_Показанный текст:_
┌────────
Еще один факт. Во втором номере "Иерусалимского журнала" я опубликовал переписку одного адвоката, еврея по национальности, который жил в Париже, Якова Борисовича Рабиновича, с еврейской библиотекой. Рабинович был масоном и, вместе со своими друзьями масонами, такими крупными, как Миркин-Гецевич, крупнейший русский адвокат в Париже, как Сергей Константинович Маковский и другие, он дарил книги израильской библиотеке. Эти книги не имеют дарственных надписей, они не имеют никаких экслибрисов, и поэтому понять, кто дарил эти книги, нельзя. Но Рабинович писал свои воспоминания часто на этих книгах. Он был другом Каннегиссера. Они вместе учились с ним в Политехническом петербургском институте, и когда Рабинович подарил его книгу Израильской Национальной Библиотеке, он написал воспоминания о Канигиссере на самой этой книге. Эта публикация есть. Иван Мартынов опубликовал запись Рабиновича в свое время в "Вестнике Христианского Движения", но из поля его внимания исчезла другая книга, на которой написал воспоминания Рабинович. Дело в том, что Рабинович поддерживал после войны Лидию Давыдовну Червинскую, русскую поэтессу. И написал о ней воспоминания на книге. Я стал раскручивать эту историю, и оказалось, что огромное количество книг было подарено русскими масонами Национальной Библиотеке Израиля. Я хочу особенно подчеркнуть этот момент, что Национальная Библиотека Израиля вообще явление уникальное. Поскольку основные ее фонды, процентов на 60-70 - это дарственные фонды.
└────────
_Показанные данные:_
┌────────
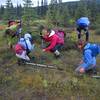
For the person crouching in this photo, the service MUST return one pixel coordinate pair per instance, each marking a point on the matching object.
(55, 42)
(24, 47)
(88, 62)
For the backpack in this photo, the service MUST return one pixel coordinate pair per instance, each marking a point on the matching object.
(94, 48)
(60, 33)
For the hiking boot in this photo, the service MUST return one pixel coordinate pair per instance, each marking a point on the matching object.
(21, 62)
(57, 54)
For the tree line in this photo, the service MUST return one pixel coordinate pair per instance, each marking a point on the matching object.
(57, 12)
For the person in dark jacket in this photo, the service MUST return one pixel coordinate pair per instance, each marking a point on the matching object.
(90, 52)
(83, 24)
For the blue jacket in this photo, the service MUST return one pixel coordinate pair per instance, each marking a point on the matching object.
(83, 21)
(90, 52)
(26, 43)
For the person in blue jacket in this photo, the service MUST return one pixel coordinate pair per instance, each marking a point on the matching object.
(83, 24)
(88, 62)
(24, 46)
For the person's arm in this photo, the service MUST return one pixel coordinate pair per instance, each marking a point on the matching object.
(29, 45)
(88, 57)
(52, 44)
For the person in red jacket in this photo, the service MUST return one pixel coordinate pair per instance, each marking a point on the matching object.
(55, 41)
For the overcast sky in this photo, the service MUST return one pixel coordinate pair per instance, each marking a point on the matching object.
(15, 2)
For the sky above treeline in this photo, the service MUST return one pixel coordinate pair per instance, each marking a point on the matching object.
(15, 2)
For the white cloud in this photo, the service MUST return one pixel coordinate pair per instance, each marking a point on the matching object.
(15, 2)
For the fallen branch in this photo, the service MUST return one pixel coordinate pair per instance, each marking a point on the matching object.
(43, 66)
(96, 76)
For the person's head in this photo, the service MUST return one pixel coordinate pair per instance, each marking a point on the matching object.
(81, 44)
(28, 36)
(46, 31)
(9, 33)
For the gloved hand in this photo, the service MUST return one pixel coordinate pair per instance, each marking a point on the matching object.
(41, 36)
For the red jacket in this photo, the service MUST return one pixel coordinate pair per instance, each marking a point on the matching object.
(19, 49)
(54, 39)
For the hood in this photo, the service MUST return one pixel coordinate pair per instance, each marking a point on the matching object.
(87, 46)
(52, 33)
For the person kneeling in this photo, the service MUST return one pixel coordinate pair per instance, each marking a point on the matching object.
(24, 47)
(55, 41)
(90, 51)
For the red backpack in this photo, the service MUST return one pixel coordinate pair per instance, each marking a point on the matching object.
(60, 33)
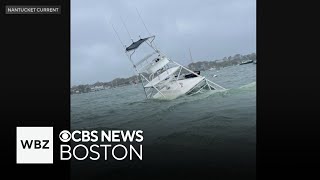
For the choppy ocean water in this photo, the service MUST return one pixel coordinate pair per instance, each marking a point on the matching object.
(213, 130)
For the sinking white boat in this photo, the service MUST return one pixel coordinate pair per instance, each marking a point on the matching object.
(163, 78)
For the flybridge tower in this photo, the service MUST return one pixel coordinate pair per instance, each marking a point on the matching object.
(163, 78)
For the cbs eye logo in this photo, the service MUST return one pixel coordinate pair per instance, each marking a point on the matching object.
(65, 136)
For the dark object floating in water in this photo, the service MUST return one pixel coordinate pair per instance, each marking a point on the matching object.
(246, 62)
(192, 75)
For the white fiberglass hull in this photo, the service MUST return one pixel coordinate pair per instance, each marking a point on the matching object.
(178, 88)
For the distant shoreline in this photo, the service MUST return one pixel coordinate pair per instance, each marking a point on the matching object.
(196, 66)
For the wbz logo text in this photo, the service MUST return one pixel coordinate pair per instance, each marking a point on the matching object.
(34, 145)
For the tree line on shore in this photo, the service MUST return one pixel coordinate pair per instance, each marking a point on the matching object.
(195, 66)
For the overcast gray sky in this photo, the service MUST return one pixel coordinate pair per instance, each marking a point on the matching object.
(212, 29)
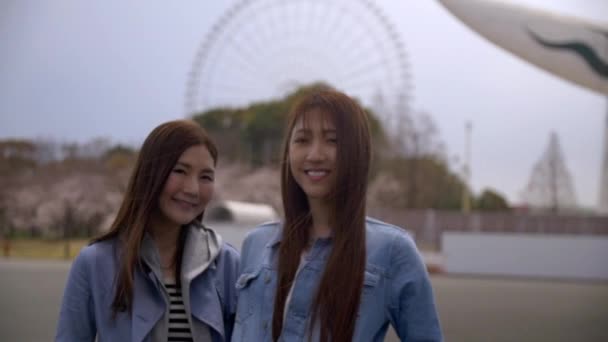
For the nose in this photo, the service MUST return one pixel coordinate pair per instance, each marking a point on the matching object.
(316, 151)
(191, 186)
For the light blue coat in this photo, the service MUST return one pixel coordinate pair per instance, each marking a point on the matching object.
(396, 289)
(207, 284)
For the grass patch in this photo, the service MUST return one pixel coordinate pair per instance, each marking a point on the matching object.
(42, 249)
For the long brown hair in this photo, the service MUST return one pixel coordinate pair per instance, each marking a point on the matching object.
└────────
_Что сделать:_
(1) Ответьте по тексту о книгах, подаренных Национальной библиотеке Израиля:
(a) В каком номере «Иерусалимского журнала» была опубликована переписка Рабиновича с еврейской библиотекой?
(b) В каком институте Рабинович учился вместе с Каннегиссером?
(c) Какую долю основных фондов Национальной библиотеки Израиля составляют дарственные фонды?
(2) Выберите из записей все строки, где встречается слово «logo».
Текст и записи между собой никак не связаны.

_Ответы по порядку:_
(1)
(a) Во втором номере.
(b) В Политехническом петербургском институте.
(c) Процентов 60–70.

(2)
For the cbs eye logo in this photo, the service MUST return one pixel coordinate pair per instance, each marking a point on the matching object.
For the wbz logo text in this photo, the service MUST return one pixel coordinate pair per instance, each marking a point on the matching object.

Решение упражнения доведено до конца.